— Start of Article —

For example, the surface equipment 138 may control the pump 126 and/or a surface telemetry
device (not shown) to transmit mud-pulse telemetry information downhole, also via
the drilling fluid 122 within the conveyance means 110, for detection by a downhole
pressure transducer and/or other pressure sensor of the telemetry device 142 and/or
other portion of the BHA 112.
[0020] One or more of the downhole tools 132, 134, 136 may be or comprise a power generation
module (PGM) 152 for generating electrical power to be utilized by one or more components
of the BHA 112. In the example implementation depicted in FIG. 1, for example, the
downhole tool 134 is or comprises a PGM 152 disposed axially within a section, joint,
collar, and/or other tubular member of the BHA 112. The PGM 152 comprises an electrical
generator (
i.e., an alternator) powered by the flow of the drilling fluid 122 through the downhole
tool 134 past the PGM 152. During drilling, MWD, and/or LWD operations, the flow of
the drilling fluid 122 past the PGM 152 drives the PGM 152 to provide electrical power
to the downhole tools 132, 134, 136 and/or other portions of the BHA 112. Although
the PGM 152 has been described as being utilized in association with an MWD tool,
an LWD tool, and mud pulse telemetry, it is to be understood that the PGM 152 may
also be utilized in association with other downhole tools, such as a rotary steerable
tool, including implementations in which an impeller of the PGM 152 drives the drill
bit 114.
[0021] FIG. 2 is a schematic sectional view of a portion of an example implementation of
the downhole tool 134 and the PGM 152 shown in FIG. 1, designated in FIG. 2 by reference
numerals 200, 202, respectively, according to one or more aspects of the present disclosure.
The PGM 202 includes an impeller 250, a perspective view of which is shown in FIG.
3. The following description refers to FIGS. 1-3, collectively.
[0022] The PGM 202 is disposed axially within a longitudinal bore 204 defined by a wall
205 of a drill collar and/or other tubular member 207 of the downhole tool 200. The
axial bore 204 conveys drilling fluid through the downhole tool 200 along and past
the PGM 202, as indicated by directional arrows 206. The PGM 202 comprises a housing
212 having an internal volume 210. The housing 212 may be generally cylindrical and/or
otherwise elongated, having an uphole end 213 and a downhole end 214. An electrical
generator 208 is disposed within the internal volume 210 of the housing 212. A rotatable
shaft 218 operably coupled with the electrical generator 208 extends from the housing
212 through a fluid seal 220 at least partially disposed within an opening 216 in
the downhole end 214 of the housing 212.

— End of Article —

Required tasks ::
a. In the power generation module passage, change "sectional view" to "cross-sectional view" in the part that opens with the words "[0021] FIG. 2" and closes with "the present disclosure.", then write out that revised part.
b. What comes next in the power generation module passage, after its final sentence?
The material after this has no connection to the power generation module passage.

— Start of Data records —

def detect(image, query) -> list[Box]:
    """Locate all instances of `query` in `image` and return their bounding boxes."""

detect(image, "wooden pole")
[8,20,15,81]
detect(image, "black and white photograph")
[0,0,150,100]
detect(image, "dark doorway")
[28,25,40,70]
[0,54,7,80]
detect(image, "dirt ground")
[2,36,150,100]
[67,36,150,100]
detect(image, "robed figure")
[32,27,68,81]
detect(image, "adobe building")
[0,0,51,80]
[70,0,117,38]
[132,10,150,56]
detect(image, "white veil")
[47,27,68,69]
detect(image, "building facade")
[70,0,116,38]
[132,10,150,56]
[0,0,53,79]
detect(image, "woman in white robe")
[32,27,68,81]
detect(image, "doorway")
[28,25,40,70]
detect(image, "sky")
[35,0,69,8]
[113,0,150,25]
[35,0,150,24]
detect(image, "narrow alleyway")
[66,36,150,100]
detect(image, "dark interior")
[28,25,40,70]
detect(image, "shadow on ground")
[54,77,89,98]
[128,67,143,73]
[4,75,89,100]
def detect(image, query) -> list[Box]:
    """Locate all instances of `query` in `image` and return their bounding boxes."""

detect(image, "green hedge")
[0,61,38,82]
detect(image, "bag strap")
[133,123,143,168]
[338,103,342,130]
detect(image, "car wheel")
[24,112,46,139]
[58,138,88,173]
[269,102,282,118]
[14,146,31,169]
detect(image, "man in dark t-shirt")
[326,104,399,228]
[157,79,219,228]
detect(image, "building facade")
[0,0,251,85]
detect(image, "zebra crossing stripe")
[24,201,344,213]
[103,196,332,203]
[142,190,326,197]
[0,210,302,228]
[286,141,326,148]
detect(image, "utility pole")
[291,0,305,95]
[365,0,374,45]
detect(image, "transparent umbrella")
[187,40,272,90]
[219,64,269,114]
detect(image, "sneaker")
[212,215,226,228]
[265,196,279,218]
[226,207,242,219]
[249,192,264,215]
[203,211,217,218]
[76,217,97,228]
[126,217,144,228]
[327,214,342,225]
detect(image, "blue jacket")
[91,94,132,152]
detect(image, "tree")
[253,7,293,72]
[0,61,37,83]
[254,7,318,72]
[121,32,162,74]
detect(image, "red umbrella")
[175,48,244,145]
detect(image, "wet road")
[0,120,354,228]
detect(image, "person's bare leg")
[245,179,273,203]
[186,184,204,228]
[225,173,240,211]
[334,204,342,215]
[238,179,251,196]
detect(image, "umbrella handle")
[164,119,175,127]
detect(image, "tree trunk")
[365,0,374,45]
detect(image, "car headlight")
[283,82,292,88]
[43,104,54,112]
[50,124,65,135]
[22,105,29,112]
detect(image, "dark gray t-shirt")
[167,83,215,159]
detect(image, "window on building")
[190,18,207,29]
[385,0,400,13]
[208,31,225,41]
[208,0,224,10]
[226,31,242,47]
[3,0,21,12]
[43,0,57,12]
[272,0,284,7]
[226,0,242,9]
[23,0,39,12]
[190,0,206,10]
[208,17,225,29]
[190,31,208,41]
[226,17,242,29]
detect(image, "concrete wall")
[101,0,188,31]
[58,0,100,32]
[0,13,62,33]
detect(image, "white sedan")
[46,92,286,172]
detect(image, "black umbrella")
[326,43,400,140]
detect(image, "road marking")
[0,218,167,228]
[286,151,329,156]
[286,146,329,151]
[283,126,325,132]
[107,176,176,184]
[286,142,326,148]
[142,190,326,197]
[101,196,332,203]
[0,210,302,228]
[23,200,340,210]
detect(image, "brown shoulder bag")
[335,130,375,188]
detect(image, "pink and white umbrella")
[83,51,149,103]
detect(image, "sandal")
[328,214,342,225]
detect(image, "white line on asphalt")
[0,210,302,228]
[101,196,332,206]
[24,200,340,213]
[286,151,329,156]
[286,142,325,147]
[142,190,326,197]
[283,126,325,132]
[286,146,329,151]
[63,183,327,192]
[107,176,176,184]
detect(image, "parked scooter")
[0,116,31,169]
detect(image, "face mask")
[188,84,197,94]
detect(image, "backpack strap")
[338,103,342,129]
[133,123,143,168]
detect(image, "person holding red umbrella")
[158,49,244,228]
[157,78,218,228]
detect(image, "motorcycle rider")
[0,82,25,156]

— End of Data records —
— Start of Data records —

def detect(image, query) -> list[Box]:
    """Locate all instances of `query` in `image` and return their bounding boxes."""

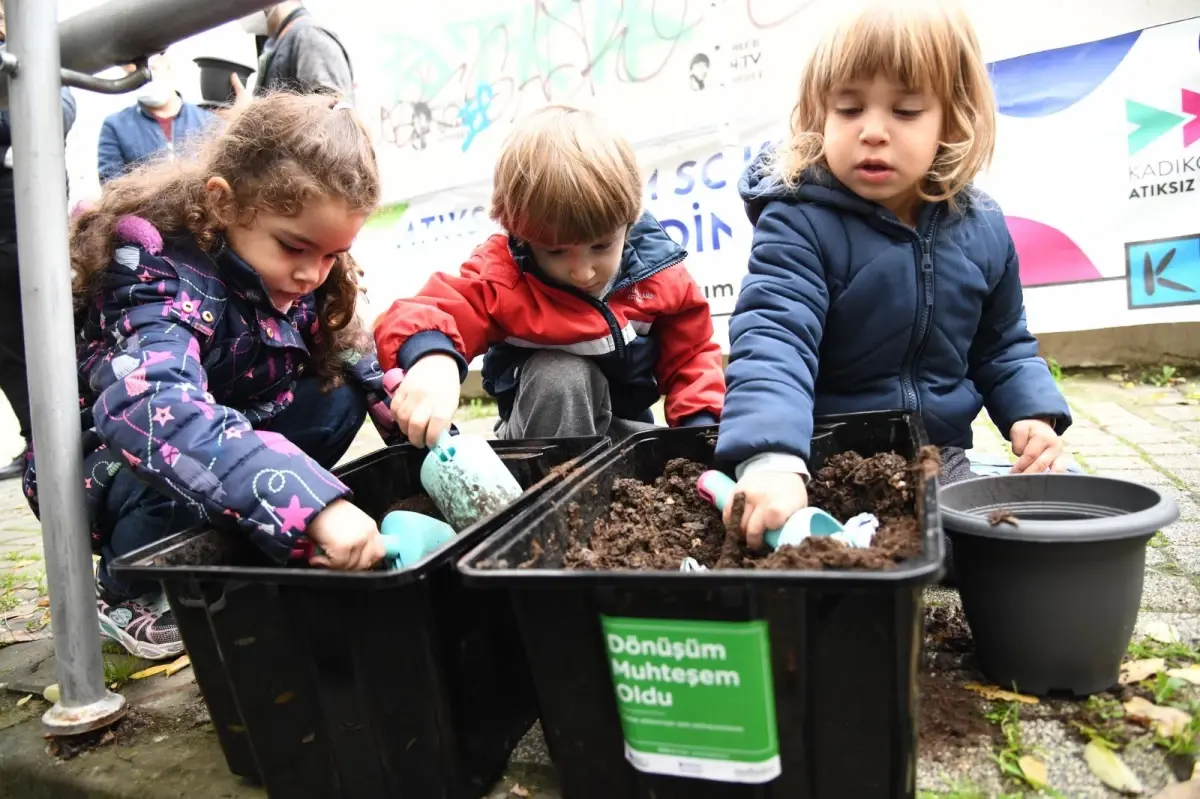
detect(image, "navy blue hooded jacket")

— End of Data records —

The replies ::
a.
[0021] FIG. 2 is a schematic cross-sectional view of a portion of an example implementation of
the downhole tool 134 and the PGM 152 shown in FIG. 1, designated in FIG. 2 by reference
numerals 200, 202, respectively, according to one or more aspects of the present disclosure.

b.
[0023] The fluid seal 220 fluidly isolates the internal volume 210 from the drilling fluid
located within the bore 204 external to the PGM 202. The fluid seal 220 may be a rotary
face seal, which may also be known in the art as a mechanical face seal. For example,
the fluid seal 220 may comprise a stationary portion 222 and a rotatable portion 224.
The stationary portion 222 is fixedly disposed within the opening 216 and/or otherwise
connected with the housing 212. The rotatable portion 224 is connected to and rotatable
with the shaft 218 external to the housing 212. The stationary portion 222 and the
rotatable portion 224 create a face seal and/or otherwise sealingly contact along
a contact surface 223. One or more seal rings, O-rings, and/or other sealing elements
(not shown) may also be disposed along the contact surface 223 between the stationary
portion 222 and the rotatable portion 224. Although FIG. 2 depicts the fluid seal
220 as a rotary face seal, the fluid seal 220 may also or instead be a dry gas seal,
a labyrinth seal, a radial shaft seal, a stuffing box, a gland seal, and/or other
seals by which the shaft 218 may extend from the housing 212 through the opening 216
while limiting or preventing drilling fluid from leaking into the internal volume
210.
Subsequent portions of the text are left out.